If you drink coffee in the morning or hit IKEA in the afternoons, you’ve probably encountered a customer loyalty program.

That “buy 10 green juice, get one free” punch card in your wallet? Customer loyalty program. That Sephora VIB account that gets you birthday gifts and extra annual discounts? Yep, that’s a loyalty program, too.

They’re prolific because — as both customer retention and marketing tools — they work. That’s why today we’re breaking down how to an epic customer loyalty program of your own — with some special notes on how to start a spa or salon loyalty program for the hair and beauty industry professionals among us.

In this article:

  • What is a customer loyalty program or salon loyalty program?
  • How does it help with customer retention?
  • How customer loyalty programs work
  • Common types of customer loyalty programs
  • How to create a successful program of your own

What Is a Customer or Salon Loyalty Program? 

Customer loyalty programs (sometimes referred to as salon loyalty programs) are a marketing technique aimed at client retention. They offer special perks or rewards to a business’ repeat customers or clients with the end goal of keeping them coming back for more.

It makes sense: according to research conducted by the reward program platform, Smile, if you can get a customer or client to return to your business a second and third time, there’s a 54% they’ll purchase a product or service again. Repeat, loyal customers also spend more money on average each time they checkout. This is why we often say that a single, repeat client is “better than a book full of maybes.”

::::::::::

WHAT TO WORK ON: Continue the article on customer loyalty programs from its last sentence. You won't need the listing that comes next.

EXTRACTED DATA:
::::::::::

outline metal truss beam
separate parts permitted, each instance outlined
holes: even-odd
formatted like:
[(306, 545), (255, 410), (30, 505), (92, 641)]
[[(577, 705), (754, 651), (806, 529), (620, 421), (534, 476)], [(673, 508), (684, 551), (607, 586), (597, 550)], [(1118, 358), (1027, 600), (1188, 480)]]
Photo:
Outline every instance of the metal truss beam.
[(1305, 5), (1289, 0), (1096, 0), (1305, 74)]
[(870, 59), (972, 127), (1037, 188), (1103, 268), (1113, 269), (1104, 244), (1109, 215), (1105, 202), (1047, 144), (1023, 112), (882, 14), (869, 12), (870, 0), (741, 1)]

::::::::::

FINAL RESULT:
Customer loyalty programs work because they focus on turning new clients into repeat clients. In fact, marketing experts have found that they wind up paying for themselves.

How Loyalty Programs Help with Customer Retention 

But how do they do it? By some simple, honest psychology. Think of the last time someone thanked you for what you do. How did you feel? What about when someone gave you a discount for helping them out with a project or sending a client their way? Feels great, right?

Customer loyalty programs are an automated version of the personalized thank you. They reward the clients that love you hardest and love you longest by giving them discounts on the products and services they’re already buying and booking.

Because there’s a clear discount or reward ahead, they’re more likely to keep on coming. But even better: loyal customers are more likely to recommend you to family and friends. And in this business (and every business really) word-of-mouth marketing is everything.

How Customer Loyalty Programs Work

Customer loyalty programs vary in terms of format, but here’s the basic premise: you track a repeat customer’s purchases, then reward them after a certain dollar amount or number of transactions occurs.

This process can be done through a variety of formats that vary from simple to complex. Think about the paper punch card at your mom-and-pop café versus Starbucks’ rewards app. Both customer loyalty programs for coffee guzzlers but with very different approaches.

With that in mind, let’s break them down into the most common culprits.

Most Common Types of Loyalty Programs (With Real Examples)

Here are just a few of the most common customer loyalty programs for customer retention along with some common examples you may have encountered. We’ve also outlined how this could apply as a service-based or salon loyalty program.

Punch Card

We’ve mentioned punch cards a few times now because it’s the ideal customer loyalty program for beginners. You hand a customer a punch card (feel free to go hard on the design and definitely consider laminating them), and they bring it with them each time they book a service. When the punch card is full, presto! They receive a free service or a discount or a special freebie product. Your business, your rules.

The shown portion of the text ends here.